Explore the material >>
**A.** In the memoir about the early 1960s, where did the writer's father work and what job did he do there?
**B.** Summarize the memoir about the early 1960s in two sentences.

Passage provided >>
* * * * * * * * *
Wednesday, November 22, 2017

Brain Dump: Early 1960s

In 1962, my family lived in Chula Vista, a suburb of San Diego nestled against the Mexican border.  (The last time I visited, I noticed the Jack-in-the-Box ordering box for drivethru had the Spanish in larger letters than the English.)  We lived in an apartment on Woodlawn Avenue, apparently 544, according to online maps and my reconstruction from memory, immediately north of the elementary school (maybe junior high) my sister Marilyn attended, which is now Mueller Charter School.  Not immediately adjacent, but very close was the I-5 freeway.  I have a vivid memory of helping my mother and Marilyn put up some silly poster covered in matchbooks as part of her pursuit of some student body government post.  (Was she matchless?  I do not remember.)  It was cold.

Travel was fairly rare for us.  We were definitely not well off.  Complicating the matter was that my father was sought by the FBI, and so he generally worked away from home.  The FBI would sometimes enter without warrant or probable cause to search for my father and threaten my mother that her kids would be taken away.  Finding my father on these accidental "interstate flight to avoid prosecution" charges could not have been a high priority task, because we drove to San Pedro almost every weekend to visit him.

My father worked at Todd Shipyards as a welder repairing ships.  He rented what in retrospect was a very odd house on top of a hill which seems may still exist on an unaccountably unbuilt hill.  It wasn't very big and it was ancient, even in 1962, but big enough for him to live in while working graveyard and swing shift, repairing I believe both commercial and Navy ships.  There were spectacular views from front and back of the house and lots of black widow spiders that caused my mother to put the fear of God into me.

We started driving north when my mother got off work.  I have no strong memories of the car except one bad one.  I have this odd impression that we arrived at my father's place in the wee hours of the morning.  Roads were slow at the time; the Interstates were far from complete, and state highways were often stop-and-go through every little town.  I do know that when we arrived, the smell from the kitchen was overwhelming.  My father always had a pot roast ready with onions, carrots, and potatoes.  Even at 5, this was an overwhelmingly good smell and flavor experience!

Cars, even new cars, which we never had, had no seatbelts.  I can remember standing up in the middle of the bench seat next to my mother.  It was quite common to make "car beds," collections of blankets that provide something that would help kids fall asleep.  Perhaps they provided some padding for minor crashes.

The only strong memory I have is a blackout, then waking up hours later in the bed of my Uncle Lloyd's pickup.  A drunken Marine from Camp Pendleton had rear-ended up, destroying the car.  My siblings have no memory of me being hurt, but for many years, I had a night terror, in which I was lying in the back seat of that car, and suddenly something monstrous raises its terrifying face to the window.  (If you have never experienced a night terror, good for you.  They make nightmares seem pretty pleasant.)
* * * * * * * * *
Dataset excerpts >>
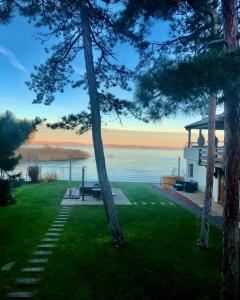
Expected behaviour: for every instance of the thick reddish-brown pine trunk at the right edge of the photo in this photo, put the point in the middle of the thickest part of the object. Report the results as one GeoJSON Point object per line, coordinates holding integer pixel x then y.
{"type": "Point", "coordinates": [230, 258]}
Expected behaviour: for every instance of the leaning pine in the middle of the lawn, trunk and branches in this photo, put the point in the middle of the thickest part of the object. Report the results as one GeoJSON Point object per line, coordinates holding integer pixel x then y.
{"type": "Point", "coordinates": [76, 26]}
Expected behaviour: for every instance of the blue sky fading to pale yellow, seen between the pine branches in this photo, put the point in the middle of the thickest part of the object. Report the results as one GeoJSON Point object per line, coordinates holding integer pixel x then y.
{"type": "Point", "coordinates": [20, 50]}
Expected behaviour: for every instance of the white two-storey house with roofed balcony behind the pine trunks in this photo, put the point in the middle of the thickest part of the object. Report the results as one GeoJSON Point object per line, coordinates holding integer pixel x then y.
{"type": "Point", "coordinates": [195, 154]}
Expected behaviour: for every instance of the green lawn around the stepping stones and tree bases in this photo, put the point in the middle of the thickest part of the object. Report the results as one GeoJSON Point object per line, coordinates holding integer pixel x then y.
{"type": "Point", "coordinates": [160, 261]}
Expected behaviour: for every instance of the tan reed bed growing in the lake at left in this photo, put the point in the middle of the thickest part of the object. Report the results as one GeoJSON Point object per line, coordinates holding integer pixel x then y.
{"type": "Point", "coordinates": [50, 154]}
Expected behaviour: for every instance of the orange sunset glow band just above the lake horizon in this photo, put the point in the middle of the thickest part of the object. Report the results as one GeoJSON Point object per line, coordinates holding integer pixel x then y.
{"type": "Point", "coordinates": [113, 137]}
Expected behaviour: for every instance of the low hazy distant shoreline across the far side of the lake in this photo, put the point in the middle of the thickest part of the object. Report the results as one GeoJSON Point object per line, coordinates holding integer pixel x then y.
{"type": "Point", "coordinates": [62, 144]}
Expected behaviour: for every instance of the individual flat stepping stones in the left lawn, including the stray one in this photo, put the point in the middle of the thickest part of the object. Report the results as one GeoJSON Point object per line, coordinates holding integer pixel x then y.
{"type": "Point", "coordinates": [52, 236]}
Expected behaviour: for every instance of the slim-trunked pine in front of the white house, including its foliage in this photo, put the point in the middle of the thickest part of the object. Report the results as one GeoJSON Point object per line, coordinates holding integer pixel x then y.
{"type": "Point", "coordinates": [195, 28]}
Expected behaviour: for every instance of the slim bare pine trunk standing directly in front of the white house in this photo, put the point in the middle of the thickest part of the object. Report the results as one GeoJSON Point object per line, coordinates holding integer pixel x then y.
{"type": "Point", "coordinates": [206, 213]}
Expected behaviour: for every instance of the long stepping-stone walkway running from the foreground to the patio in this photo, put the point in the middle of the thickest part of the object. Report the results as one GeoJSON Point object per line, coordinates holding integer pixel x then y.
{"type": "Point", "coordinates": [30, 275]}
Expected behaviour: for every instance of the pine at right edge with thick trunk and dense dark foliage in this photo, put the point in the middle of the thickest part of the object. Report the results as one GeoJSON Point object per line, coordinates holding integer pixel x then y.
{"type": "Point", "coordinates": [211, 73]}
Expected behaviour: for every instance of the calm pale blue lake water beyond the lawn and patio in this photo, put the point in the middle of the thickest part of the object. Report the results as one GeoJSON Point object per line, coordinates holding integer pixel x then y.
{"type": "Point", "coordinates": [123, 164]}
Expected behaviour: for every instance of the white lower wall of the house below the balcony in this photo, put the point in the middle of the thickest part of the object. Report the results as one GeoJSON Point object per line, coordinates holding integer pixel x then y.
{"type": "Point", "coordinates": [199, 172]}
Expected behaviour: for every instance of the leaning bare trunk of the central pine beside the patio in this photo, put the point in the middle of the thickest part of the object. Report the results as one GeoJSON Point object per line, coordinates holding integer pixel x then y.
{"type": "Point", "coordinates": [109, 205]}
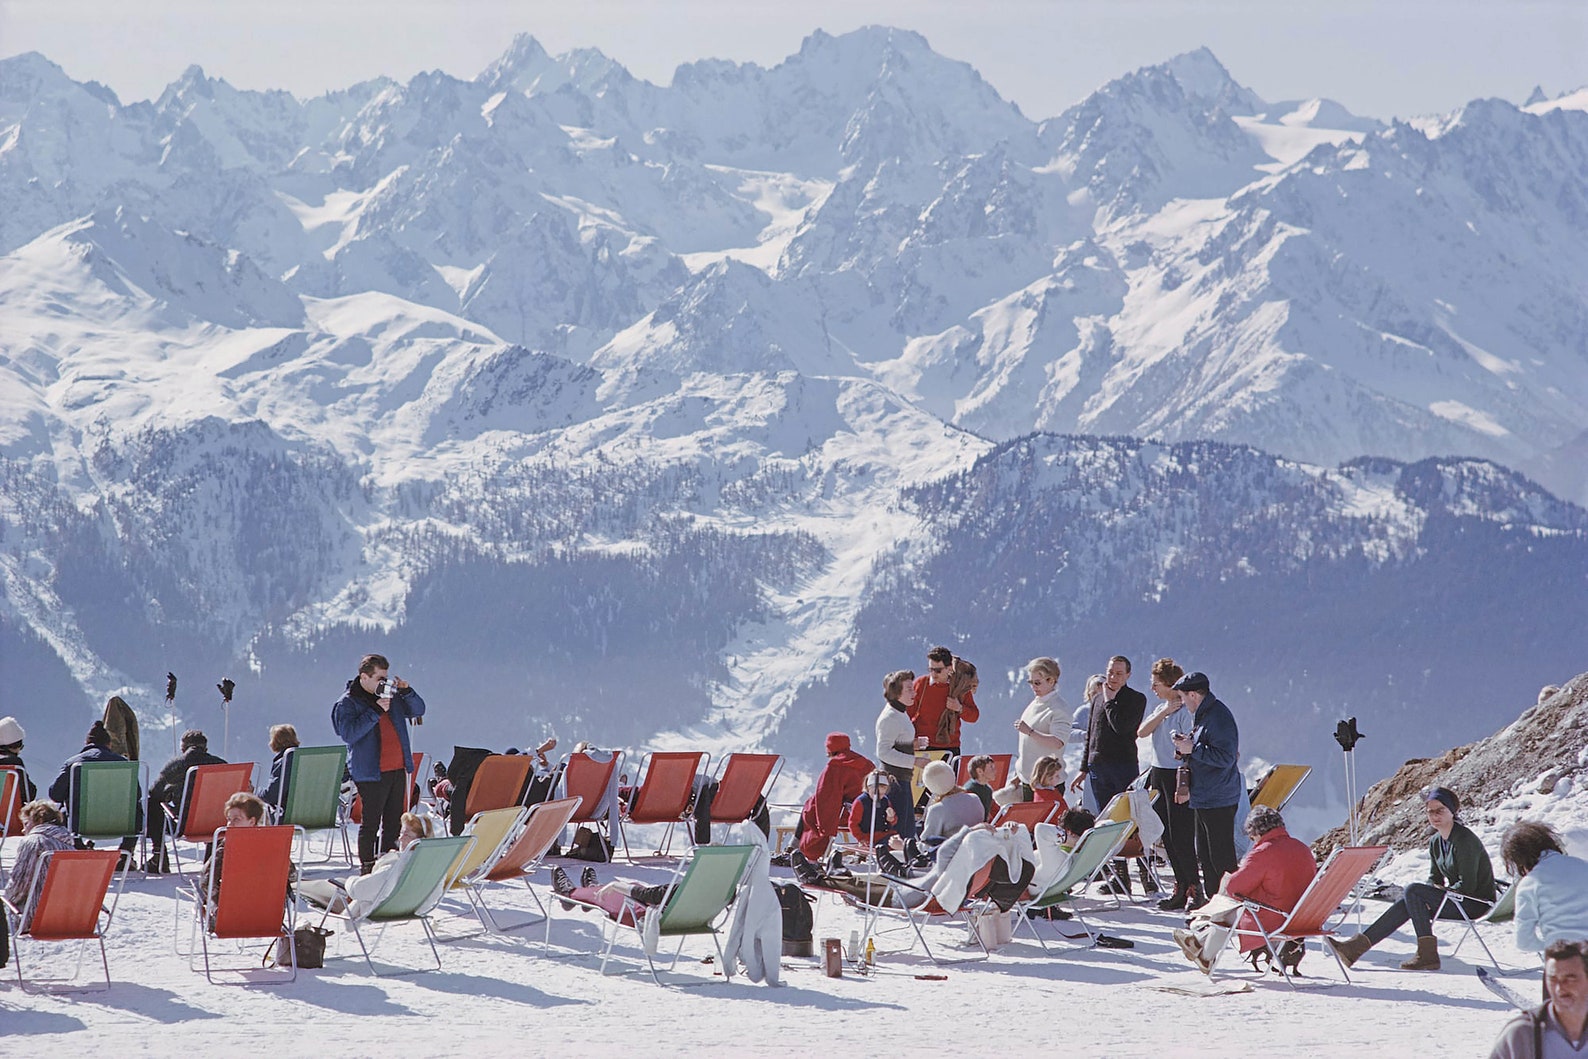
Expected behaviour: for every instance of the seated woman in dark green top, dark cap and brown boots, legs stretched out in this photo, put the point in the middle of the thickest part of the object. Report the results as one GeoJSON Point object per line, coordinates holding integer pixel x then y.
{"type": "Point", "coordinates": [1459, 866]}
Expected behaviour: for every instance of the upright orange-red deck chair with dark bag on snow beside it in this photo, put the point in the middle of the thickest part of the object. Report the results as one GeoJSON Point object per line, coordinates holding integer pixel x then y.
{"type": "Point", "coordinates": [253, 898]}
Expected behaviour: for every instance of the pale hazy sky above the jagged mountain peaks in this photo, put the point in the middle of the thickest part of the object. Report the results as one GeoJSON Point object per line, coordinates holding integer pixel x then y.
{"type": "Point", "coordinates": [1393, 58]}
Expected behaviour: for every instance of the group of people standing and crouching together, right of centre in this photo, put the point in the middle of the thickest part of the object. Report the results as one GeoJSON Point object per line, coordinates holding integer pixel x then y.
{"type": "Point", "coordinates": [1195, 764]}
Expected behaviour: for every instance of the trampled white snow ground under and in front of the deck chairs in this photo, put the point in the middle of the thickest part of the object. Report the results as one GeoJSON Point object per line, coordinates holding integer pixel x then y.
{"type": "Point", "coordinates": [495, 992]}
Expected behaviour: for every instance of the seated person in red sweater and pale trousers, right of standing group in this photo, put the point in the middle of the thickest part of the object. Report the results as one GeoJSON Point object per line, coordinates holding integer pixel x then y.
{"type": "Point", "coordinates": [1276, 872]}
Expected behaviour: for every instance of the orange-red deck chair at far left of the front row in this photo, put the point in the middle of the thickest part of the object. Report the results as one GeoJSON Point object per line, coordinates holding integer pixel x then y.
{"type": "Point", "coordinates": [66, 909]}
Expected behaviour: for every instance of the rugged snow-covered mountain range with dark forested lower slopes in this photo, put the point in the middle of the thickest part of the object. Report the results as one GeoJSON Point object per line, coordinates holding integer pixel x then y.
{"type": "Point", "coordinates": [622, 409]}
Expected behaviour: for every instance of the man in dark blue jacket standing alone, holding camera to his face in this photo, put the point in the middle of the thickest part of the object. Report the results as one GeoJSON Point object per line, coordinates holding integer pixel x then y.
{"type": "Point", "coordinates": [372, 720]}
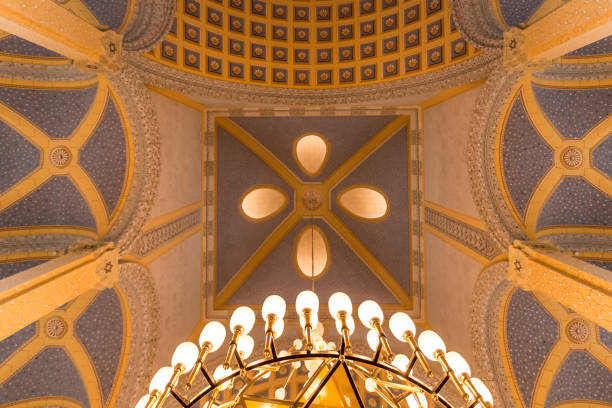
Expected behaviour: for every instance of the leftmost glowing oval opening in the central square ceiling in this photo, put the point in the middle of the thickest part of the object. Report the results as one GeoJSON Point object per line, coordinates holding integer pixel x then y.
{"type": "Point", "coordinates": [262, 202]}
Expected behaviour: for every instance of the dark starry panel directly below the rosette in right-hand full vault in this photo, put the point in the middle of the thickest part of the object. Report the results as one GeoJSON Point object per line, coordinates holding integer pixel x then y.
{"type": "Point", "coordinates": [576, 202]}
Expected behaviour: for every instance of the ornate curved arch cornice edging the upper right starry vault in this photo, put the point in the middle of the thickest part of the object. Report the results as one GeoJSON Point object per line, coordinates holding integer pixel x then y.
{"type": "Point", "coordinates": [481, 153]}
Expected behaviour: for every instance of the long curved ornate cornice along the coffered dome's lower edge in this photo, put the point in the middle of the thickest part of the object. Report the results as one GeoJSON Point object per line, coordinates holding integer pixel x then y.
{"type": "Point", "coordinates": [199, 87]}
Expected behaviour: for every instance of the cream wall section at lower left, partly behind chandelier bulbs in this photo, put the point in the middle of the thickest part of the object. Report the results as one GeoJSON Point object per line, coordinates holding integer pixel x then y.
{"type": "Point", "coordinates": [177, 280]}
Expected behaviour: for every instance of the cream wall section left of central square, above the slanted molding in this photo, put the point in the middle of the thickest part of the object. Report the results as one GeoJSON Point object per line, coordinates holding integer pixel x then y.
{"type": "Point", "coordinates": [181, 155]}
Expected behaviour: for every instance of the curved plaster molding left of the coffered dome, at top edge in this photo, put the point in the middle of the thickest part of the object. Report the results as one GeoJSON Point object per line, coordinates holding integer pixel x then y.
{"type": "Point", "coordinates": [150, 23]}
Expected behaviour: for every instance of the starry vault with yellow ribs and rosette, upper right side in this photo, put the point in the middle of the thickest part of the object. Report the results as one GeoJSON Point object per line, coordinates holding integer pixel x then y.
{"type": "Point", "coordinates": [553, 154]}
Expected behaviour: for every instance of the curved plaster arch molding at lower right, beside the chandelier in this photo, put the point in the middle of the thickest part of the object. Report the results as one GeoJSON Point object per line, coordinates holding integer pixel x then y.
* * * * * * * * *
Answers given >>
**A.** He worked at Todd Shipyards as a welder repairing ships.

**B.** In 1962 the writer's family lived in an apartment in Chula Vista, while the father, who was sought by the FBI, worked as a welder at Todd Shipyards and rented an old hilltop house in San Pedro. The family drove there almost every weekend, and the writer's one strong memory of those drives is a crash in which a drunken Marine from Camp Pendleton destroyed the car, followed by many years of night terrors.